## [Assigned task]
Transcribe, word for word and without additions, each line below from the one containing "Teacher note: indicate the player's raised" through the one containing "Teacher note: indicate the sponsor", both ends included.

(Dataset entries)
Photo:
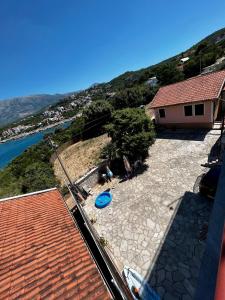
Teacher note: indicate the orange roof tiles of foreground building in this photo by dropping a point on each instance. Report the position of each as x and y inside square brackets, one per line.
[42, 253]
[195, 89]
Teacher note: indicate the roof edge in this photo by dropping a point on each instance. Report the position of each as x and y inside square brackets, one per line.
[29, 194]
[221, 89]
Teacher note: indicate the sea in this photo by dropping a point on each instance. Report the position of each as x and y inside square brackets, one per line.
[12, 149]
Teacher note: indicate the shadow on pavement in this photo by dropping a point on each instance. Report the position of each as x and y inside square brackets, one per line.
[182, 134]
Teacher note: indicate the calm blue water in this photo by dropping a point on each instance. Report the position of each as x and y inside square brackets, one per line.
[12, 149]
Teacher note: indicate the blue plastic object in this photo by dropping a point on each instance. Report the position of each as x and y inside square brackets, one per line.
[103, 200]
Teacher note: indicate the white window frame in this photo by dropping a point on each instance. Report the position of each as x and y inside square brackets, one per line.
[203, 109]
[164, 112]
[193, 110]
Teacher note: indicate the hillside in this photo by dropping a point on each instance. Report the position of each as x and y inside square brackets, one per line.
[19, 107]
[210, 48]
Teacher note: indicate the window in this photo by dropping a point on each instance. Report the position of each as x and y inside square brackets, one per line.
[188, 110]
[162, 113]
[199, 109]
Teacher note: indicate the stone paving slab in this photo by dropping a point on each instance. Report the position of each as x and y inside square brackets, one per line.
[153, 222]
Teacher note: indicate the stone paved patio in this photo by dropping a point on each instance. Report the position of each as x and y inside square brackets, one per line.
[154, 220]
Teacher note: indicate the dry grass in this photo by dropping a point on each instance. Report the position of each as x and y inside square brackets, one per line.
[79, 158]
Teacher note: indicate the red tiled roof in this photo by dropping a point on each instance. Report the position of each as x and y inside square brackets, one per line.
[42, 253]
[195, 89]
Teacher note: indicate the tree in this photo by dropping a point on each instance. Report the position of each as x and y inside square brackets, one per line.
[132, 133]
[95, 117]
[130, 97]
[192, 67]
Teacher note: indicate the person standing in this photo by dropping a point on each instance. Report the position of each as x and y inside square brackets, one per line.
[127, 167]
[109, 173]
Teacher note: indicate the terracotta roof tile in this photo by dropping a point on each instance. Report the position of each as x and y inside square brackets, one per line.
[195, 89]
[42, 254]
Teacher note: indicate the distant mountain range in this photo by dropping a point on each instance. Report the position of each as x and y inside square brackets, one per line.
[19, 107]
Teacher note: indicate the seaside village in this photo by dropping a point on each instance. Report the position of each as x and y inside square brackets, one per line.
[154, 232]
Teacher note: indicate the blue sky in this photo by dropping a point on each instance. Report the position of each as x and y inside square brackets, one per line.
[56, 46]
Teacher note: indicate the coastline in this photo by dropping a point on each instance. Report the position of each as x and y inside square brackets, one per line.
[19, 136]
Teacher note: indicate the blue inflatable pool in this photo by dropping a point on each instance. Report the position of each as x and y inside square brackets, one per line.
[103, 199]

--

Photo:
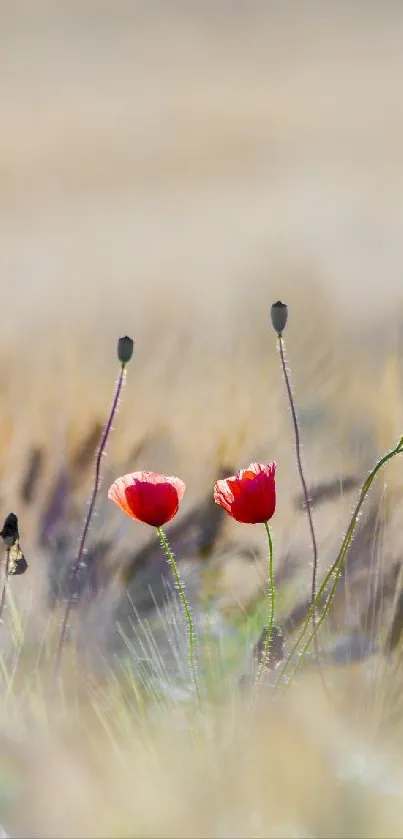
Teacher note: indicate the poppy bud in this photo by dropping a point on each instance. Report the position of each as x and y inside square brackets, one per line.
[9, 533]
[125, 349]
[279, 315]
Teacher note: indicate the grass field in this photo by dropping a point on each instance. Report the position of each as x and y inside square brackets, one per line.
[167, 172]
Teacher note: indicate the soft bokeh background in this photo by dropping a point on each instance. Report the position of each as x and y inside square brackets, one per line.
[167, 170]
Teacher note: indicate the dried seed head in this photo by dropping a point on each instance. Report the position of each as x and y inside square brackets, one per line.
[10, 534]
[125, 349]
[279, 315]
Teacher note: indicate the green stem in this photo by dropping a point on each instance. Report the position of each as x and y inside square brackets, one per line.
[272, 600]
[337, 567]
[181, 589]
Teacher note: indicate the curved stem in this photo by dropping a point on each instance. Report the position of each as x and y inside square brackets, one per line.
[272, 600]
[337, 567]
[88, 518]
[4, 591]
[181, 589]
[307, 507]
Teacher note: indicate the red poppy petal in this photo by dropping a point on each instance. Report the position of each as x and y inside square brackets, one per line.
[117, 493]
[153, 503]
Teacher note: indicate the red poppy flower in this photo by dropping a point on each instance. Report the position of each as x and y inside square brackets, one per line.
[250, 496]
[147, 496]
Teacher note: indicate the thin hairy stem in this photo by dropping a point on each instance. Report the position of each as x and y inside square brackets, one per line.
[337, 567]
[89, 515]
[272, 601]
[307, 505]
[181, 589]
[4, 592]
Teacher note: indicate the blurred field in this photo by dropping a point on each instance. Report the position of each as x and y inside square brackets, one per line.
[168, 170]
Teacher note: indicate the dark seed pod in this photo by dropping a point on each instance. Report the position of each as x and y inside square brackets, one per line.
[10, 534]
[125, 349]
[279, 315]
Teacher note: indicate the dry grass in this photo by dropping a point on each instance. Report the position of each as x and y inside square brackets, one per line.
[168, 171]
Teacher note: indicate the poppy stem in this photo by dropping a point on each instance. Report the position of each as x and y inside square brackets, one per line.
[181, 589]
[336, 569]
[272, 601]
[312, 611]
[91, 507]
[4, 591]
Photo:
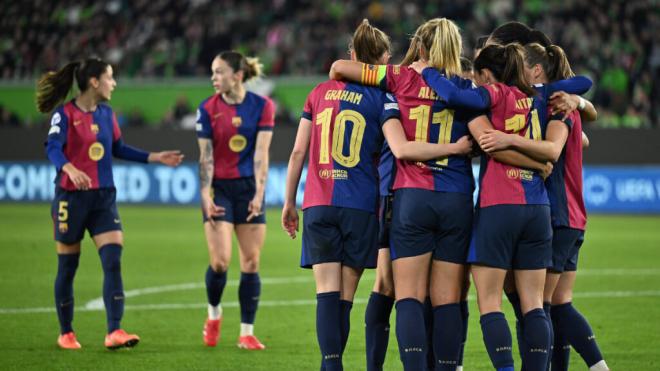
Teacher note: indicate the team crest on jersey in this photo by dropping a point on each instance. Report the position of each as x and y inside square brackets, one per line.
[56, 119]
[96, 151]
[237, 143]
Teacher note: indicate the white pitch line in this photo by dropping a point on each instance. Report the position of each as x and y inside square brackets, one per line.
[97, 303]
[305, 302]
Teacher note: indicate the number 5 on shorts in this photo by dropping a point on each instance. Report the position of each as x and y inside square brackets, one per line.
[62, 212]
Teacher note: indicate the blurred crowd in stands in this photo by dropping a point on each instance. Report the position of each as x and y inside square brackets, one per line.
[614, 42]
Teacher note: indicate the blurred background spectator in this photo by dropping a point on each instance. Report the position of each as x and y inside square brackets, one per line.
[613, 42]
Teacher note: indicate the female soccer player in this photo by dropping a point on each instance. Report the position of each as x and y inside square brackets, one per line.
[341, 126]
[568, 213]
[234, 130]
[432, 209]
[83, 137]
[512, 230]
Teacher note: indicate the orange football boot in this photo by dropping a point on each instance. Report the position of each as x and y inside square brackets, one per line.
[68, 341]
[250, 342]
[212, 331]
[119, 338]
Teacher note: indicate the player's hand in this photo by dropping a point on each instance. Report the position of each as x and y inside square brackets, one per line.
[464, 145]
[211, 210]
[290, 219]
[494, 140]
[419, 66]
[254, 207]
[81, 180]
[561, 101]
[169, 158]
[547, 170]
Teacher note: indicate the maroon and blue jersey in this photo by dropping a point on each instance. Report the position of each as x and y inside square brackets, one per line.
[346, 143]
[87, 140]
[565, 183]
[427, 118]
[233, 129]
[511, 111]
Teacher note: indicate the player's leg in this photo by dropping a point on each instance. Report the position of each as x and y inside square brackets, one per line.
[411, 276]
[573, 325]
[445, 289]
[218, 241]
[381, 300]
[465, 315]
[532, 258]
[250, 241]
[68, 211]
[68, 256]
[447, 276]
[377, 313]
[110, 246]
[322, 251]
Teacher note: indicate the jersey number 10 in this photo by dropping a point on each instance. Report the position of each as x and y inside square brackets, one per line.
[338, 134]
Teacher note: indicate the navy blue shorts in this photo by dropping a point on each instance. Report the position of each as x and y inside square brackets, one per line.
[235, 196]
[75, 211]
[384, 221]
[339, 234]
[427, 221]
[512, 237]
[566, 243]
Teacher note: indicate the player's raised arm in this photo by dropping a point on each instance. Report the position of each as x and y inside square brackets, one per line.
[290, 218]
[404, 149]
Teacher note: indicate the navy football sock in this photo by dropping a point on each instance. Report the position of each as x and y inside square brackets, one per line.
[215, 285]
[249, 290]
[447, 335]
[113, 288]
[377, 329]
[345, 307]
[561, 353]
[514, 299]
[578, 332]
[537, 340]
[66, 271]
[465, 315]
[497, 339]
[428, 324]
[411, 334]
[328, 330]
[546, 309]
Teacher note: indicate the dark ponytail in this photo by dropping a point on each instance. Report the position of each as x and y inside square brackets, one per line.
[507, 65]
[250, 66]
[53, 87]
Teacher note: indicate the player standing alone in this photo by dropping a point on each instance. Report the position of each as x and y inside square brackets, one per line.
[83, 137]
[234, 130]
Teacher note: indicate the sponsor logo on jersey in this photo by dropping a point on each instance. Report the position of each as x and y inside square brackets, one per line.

* * *

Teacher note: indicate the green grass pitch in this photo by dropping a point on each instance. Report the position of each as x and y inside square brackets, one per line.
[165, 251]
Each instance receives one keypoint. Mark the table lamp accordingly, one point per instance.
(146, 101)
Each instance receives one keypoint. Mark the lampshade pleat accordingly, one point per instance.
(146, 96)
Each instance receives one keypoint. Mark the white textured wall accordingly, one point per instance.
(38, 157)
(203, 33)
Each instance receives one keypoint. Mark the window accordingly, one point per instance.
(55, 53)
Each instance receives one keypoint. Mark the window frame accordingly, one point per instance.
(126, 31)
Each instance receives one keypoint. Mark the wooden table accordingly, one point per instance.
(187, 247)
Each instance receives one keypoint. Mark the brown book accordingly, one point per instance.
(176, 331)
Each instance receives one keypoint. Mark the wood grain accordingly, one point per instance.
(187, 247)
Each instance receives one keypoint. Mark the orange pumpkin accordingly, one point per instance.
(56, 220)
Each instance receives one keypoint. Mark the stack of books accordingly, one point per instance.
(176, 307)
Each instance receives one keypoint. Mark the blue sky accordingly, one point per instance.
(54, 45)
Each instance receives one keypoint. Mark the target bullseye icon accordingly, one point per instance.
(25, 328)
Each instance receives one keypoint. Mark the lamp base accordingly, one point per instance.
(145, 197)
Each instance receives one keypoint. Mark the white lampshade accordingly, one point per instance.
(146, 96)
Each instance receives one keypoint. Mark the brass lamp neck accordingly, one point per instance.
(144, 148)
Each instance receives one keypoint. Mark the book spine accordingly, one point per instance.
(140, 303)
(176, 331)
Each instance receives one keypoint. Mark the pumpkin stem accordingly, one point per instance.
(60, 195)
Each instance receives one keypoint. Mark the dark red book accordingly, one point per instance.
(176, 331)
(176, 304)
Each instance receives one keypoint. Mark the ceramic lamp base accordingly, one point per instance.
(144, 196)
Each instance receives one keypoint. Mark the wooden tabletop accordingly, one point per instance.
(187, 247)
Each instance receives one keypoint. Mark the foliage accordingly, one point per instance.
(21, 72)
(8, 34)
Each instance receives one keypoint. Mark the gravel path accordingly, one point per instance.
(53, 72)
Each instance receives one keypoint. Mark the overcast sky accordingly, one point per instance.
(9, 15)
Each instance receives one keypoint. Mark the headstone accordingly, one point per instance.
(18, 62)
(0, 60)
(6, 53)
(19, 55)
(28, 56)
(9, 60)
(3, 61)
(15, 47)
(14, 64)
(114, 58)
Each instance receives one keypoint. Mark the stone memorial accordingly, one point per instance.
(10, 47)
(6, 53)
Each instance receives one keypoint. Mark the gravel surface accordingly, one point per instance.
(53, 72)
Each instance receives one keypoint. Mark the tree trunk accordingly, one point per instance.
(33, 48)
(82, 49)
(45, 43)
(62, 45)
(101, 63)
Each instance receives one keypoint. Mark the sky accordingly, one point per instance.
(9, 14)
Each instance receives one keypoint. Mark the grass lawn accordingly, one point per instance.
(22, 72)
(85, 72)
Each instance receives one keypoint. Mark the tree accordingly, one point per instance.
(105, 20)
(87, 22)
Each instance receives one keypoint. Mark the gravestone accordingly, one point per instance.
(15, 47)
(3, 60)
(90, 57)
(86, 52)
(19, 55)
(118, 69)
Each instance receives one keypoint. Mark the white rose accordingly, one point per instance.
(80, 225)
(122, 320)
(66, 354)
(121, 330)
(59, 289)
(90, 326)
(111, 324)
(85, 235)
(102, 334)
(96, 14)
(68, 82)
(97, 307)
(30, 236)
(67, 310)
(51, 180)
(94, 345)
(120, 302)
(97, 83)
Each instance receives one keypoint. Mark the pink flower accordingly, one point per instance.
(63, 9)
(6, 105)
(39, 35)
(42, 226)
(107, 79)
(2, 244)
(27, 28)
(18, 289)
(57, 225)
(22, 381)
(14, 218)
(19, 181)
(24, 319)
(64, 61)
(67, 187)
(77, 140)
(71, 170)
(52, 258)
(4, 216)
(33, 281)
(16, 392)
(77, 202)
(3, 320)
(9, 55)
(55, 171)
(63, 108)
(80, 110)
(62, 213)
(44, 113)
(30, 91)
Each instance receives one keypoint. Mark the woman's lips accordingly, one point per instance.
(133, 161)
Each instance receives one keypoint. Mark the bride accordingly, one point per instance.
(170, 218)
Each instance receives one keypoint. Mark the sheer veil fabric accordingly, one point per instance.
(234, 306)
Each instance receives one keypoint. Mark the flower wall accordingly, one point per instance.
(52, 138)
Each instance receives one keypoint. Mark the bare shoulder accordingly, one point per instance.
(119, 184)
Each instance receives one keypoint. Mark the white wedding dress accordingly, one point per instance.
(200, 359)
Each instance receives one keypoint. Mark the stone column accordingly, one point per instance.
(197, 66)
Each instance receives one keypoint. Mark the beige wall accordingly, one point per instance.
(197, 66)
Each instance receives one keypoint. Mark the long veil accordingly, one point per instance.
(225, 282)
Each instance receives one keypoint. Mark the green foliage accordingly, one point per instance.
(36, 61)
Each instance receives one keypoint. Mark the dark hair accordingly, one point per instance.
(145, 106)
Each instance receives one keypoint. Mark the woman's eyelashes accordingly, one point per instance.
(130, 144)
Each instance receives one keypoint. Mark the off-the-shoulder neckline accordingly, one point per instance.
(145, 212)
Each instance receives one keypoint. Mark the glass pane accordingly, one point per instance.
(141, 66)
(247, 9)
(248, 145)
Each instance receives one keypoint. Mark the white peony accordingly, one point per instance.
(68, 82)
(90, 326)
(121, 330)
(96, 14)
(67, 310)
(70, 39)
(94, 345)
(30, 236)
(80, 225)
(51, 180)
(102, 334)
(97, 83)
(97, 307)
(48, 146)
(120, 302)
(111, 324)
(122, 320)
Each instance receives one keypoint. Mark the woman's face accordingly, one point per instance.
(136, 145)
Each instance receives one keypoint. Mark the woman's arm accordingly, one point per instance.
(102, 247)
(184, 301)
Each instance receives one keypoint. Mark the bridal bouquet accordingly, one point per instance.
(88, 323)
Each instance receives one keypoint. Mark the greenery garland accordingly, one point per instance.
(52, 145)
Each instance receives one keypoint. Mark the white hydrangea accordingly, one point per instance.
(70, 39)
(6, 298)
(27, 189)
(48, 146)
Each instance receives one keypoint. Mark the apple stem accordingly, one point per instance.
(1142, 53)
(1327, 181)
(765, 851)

## [Solution]
Teacher note: indicate the player's raised arm in this photo by dropping a point on each instance. Report the position of each as x and y inside square brackets, one per line.
[290, 218]
[404, 149]
Teacher note: indicate the navy football sock in this photo by dropping a point on each instance. Report the position of each as x and y inside square brackets, one per line.
[215, 285]
[249, 290]
[447, 335]
[113, 288]
[377, 329]
[345, 307]
[561, 353]
[514, 299]
[578, 332]
[537, 340]
[66, 271]
[465, 315]
[497, 339]
[428, 324]
[411, 334]
[328, 330]
[546, 309]
Teacher note: indicate the dark ponytail in this photo by dropping a point on each instance. Report the position of each as x and y inside square brackets, one per line.
[507, 65]
[250, 66]
[53, 87]
Teacher note: indicate the player standing alone in this photo by dropping a point on each instance. Report the position of each as x and y inside square brackets, one per line.
[83, 137]
[234, 130]
Teacher note: indicate the sponsor logo on jersey in this photo by dropping a point on each instance. Report the position of each as x and y inside square brackets, one per line.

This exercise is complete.